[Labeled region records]
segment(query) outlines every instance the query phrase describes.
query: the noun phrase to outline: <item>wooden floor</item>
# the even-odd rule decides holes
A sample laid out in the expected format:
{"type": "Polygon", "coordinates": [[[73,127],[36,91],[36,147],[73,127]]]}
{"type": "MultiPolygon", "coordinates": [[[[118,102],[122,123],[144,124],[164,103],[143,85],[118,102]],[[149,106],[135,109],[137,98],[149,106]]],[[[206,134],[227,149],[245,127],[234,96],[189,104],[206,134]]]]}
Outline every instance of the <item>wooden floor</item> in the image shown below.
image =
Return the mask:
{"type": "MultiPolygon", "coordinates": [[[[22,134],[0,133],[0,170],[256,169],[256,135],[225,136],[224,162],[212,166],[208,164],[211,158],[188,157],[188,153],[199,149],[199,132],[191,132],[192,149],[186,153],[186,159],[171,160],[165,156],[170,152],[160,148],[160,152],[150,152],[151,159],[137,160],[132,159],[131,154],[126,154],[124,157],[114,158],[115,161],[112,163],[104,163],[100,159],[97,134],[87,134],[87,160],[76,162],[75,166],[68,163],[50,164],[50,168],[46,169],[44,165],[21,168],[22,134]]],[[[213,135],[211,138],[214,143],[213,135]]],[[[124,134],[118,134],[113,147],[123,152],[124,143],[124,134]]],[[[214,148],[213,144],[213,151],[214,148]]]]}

__Aim of the exercise__
Rewrite the lines above, swapping "wooden floor" for "parquet floor" everywhere it occurs and leaving everything else the same.

__Answer in full__
segment(query) outlines every instance the query phrase describes.
query: the noun phrase to outline: <item>parquet floor</item>
# the even-odd rule decides holes
A sample laid out in the expected format:
{"type": "Polygon", "coordinates": [[[73,127],[36,91],[36,147],[73,127]]]}
{"type": "MultiPolygon", "coordinates": [[[[118,102],[122,123],[144,124],[164,103],[143,85],[118,102]],[[149,106],[135,109],[137,98],[149,106]]],[[[206,134],[227,149],[245,127],[234,96],[189,104],[206,134]]]]}
Outline every instance of the <item>parquet floor</item> in the image shown below.
image =
Return the mask:
{"type": "MultiPolygon", "coordinates": [[[[22,134],[0,133],[0,170],[256,169],[256,135],[225,136],[224,162],[212,166],[208,164],[211,158],[188,157],[188,153],[199,149],[199,132],[191,132],[192,149],[186,153],[186,159],[171,160],[165,156],[170,152],[160,148],[160,152],[150,152],[151,159],[137,160],[132,159],[131,154],[126,154],[124,157],[114,158],[115,161],[112,163],[104,163],[100,159],[97,134],[87,134],[87,160],[76,162],[75,166],[68,163],[50,164],[50,168],[46,169],[44,165],[21,168],[22,134]]],[[[213,135],[211,138],[214,143],[213,135]]],[[[124,134],[118,134],[113,147],[123,152],[124,143],[124,134]]],[[[214,148],[213,144],[213,151],[214,148]]]]}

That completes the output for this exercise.